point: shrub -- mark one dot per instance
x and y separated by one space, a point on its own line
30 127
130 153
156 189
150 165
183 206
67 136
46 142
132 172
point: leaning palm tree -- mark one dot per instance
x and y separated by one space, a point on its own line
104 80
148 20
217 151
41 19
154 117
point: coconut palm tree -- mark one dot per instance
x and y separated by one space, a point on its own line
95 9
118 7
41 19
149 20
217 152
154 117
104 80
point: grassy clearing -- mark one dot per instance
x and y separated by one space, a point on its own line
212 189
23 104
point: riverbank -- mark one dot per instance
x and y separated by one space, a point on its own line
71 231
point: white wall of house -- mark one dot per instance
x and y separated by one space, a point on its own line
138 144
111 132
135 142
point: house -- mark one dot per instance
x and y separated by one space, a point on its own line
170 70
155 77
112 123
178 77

....

**What you are asked to do:** Reproduce the lines above, swapping each occurrence of "mark one dot per instance" for "place a single dot on each instance" and leaving all other text as it stands.

**Correct result:**
point: shrub -- place a single dot on each instance
x and y separated by one space, a point on its own line
30 127
130 153
156 189
150 165
183 206
67 136
46 142
132 172
point: leaning palm tree -- place a single dot on each instance
x and y separated by one space, a point on its own line
104 80
148 20
217 151
41 19
154 117
point: coconut palm tree -- place a single dot on each instance
x and y separated by one space, a point on its own line
95 9
118 7
41 19
149 20
217 152
154 117
104 80
point: grassy clearing -- place a single dot on each instance
x and y separated by one space, a point on its own line
212 189
23 104
point: riverbank -- place a single dot on each instance
x and y separated by one space, a point on its own line
71 231
point: white wall of house -- place a single dot on each instance
x and y separated by one space, a point on its own line
138 144
111 132
135 142
point: house -- place a single dot on each instance
x and y separated by one space, a point on its own line
170 70
155 77
112 123
178 77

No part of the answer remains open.